- [Dataset excerpts]
......

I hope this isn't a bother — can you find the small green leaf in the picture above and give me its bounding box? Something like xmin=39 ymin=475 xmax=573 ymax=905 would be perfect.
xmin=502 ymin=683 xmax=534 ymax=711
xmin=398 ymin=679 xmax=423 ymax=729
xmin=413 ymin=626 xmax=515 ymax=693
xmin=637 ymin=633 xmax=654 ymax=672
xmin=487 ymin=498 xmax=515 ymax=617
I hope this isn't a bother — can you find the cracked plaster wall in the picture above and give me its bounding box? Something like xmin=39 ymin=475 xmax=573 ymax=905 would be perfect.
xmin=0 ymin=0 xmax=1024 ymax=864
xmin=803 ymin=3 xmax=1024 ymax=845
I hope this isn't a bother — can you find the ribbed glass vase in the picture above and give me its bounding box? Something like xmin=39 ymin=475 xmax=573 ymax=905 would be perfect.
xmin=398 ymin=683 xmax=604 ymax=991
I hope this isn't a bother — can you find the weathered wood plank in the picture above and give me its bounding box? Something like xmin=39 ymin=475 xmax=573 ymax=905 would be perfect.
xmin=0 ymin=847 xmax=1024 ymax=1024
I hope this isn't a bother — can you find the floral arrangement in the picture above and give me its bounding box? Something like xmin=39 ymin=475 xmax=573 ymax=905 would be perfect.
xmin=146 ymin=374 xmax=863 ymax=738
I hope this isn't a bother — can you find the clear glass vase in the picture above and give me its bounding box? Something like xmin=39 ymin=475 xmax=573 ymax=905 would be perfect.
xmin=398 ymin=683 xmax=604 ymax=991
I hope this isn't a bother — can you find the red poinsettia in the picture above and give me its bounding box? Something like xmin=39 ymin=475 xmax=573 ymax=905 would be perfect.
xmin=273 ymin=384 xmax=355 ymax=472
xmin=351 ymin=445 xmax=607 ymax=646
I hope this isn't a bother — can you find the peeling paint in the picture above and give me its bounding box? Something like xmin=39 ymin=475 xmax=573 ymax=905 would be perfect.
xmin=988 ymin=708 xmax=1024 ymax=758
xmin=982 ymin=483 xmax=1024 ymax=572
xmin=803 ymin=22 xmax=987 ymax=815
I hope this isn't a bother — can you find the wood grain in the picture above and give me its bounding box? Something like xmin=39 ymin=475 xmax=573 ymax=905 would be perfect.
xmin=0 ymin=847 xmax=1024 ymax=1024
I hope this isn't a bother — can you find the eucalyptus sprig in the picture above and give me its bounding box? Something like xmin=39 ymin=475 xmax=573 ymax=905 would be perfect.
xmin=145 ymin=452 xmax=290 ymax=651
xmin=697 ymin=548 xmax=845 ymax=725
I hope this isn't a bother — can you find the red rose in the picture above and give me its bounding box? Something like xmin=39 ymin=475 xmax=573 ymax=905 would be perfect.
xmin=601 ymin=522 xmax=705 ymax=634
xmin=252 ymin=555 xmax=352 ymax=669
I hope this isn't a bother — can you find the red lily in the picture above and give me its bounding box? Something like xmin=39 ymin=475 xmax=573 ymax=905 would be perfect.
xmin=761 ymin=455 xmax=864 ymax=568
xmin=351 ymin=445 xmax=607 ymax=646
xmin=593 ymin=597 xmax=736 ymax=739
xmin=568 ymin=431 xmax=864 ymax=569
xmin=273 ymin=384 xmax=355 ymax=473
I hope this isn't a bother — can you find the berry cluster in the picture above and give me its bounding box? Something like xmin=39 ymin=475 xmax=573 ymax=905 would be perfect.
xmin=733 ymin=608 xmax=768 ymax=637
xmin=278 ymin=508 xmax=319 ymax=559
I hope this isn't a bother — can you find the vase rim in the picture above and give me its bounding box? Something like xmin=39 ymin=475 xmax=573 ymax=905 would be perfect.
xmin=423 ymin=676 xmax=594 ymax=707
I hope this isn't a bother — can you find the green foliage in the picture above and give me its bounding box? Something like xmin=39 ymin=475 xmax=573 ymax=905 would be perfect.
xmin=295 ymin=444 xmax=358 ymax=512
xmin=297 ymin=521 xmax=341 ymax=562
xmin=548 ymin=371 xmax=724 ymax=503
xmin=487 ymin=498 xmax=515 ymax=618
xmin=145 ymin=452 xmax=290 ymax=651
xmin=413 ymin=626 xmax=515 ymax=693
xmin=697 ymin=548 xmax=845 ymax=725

......

- [Exercise prompt] Return every entry verbatim.

- [Exercise answer]
I hope this isn't a bother — can you find the small green leaf in the picture above and give me its bounding box? Something like xmin=39 ymin=475 xmax=573 ymax=905 would be perfect.
xmin=502 ymin=683 xmax=534 ymax=711
xmin=398 ymin=679 xmax=423 ymax=729
xmin=413 ymin=626 xmax=515 ymax=693
xmin=637 ymin=633 xmax=654 ymax=672
xmin=487 ymin=498 xmax=515 ymax=617
I hope this isn't a bother — can you find the cracked plaster wall in the picture above and give me its bounding box? Something like xmin=39 ymin=475 xmax=573 ymax=905 would be perfect.
xmin=0 ymin=0 xmax=1024 ymax=864
xmin=803 ymin=3 xmax=1024 ymax=845
I hope this isn't a bother — can you find the ribbed glass vase in the picture above and give me its bounding box? Something like xmin=39 ymin=475 xmax=573 ymax=905 would be perfect.
xmin=398 ymin=683 xmax=604 ymax=991
I hope this isn't a bother — can you find the weathered wood plank in the picture above and give me its bounding box? Something like xmin=39 ymin=475 xmax=573 ymax=905 would be perfect.
xmin=0 ymin=847 xmax=1024 ymax=1024
I hope this isn't a bother — can you find the floral arrangement in the picture above and give me its bounding box? Something like xmin=39 ymin=475 xmax=573 ymax=905 would be perfect.
xmin=146 ymin=374 xmax=863 ymax=738
I hope this isn't a bother — can you find the clear glass vase in the picture above and give me its bounding box? Something like xmin=39 ymin=475 xmax=573 ymax=905 would be perfect.
xmin=398 ymin=683 xmax=604 ymax=991
I hope this isn't a bother — can you find the red poinsettia in the picture above and give me its bounding box? Something like xmin=39 ymin=475 xmax=573 ymax=905 would be perfect.
xmin=273 ymin=384 xmax=355 ymax=472
xmin=351 ymin=445 xmax=607 ymax=646
I hope this isn't a bother — can you find the peeling paint in the picture above and give me its bounding box? Something like xmin=39 ymin=475 xmax=573 ymax=905 would be perfect.
xmin=988 ymin=708 xmax=1024 ymax=758
xmin=982 ymin=483 xmax=1024 ymax=572
xmin=803 ymin=22 xmax=987 ymax=815
I hope this isn't a bother — can you find the wood grain in the picture above and give me its bounding box? Something like xmin=39 ymin=475 xmax=573 ymax=905 would be perfect.
xmin=0 ymin=847 xmax=1024 ymax=1024
I hope this isn't a bother — can you find the eucalyptus sprig in the picture above and give me its bounding box? Something like xmin=39 ymin=475 xmax=573 ymax=905 would be perfect.
xmin=145 ymin=452 xmax=290 ymax=651
xmin=697 ymin=548 xmax=845 ymax=725
I hope this isn't a bother — can you find the red rose in the picture above and give me its bounding box? Something like xmin=39 ymin=475 xmax=573 ymax=905 would be perfect.
xmin=601 ymin=522 xmax=705 ymax=634
xmin=252 ymin=555 xmax=352 ymax=669
I hope this isn't a bother — can you find the red lily in the picture above and give me its bounding box? Something like xmin=39 ymin=475 xmax=573 ymax=905 would be perfect.
xmin=761 ymin=455 xmax=864 ymax=568
xmin=351 ymin=445 xmax=607 ymax=646
xmin=593 ymin=597 xmax=736 ymax=739
xmin=568 ymin=431 xmax=864 ymax=569
xmin=273 ymin=384 xmax=355 ymax=473
I hope this isn't a bother — can you find the berry cluster in the picture above and give me its bounding box? Something like xmin=39 ymin=475 xmax=573 ymax=905 would be perfect.
xmin=733 ymin=608 xmax=768 ymax=637
xmin=278 ymin=508 xmax=319 ymax=559
I hope this isn't a bother — can you find the vase rim in the picture above and give me its bounding box? Something like xmin=39 ymin=475 xmax=573 ymax=905 would be perfect.
xmin=423 ymin=676 xmax=594 ymax=707
I hope this isn't a bother — can you find the green foliage in the picture above and give me its bounding box? Something like xmin=39 ymin=475 xmax=573 ymax=905 would be perfect.
xmin=295 ymin=444 xmax=358 ymax=512
xmin=297 ymin=521 xmax=341 ymax=562
xmin=548 ymin=371 xmax=724 ymax=503
xmin=487 ymin=498 xmax=515 ymax=618
xmin=145 ymin=452 xmax=290 ymax=651
xmin=413 ymin=626 xmax=515 ymax=693
xmin=697 ymin=548 xmax=845 ymax=725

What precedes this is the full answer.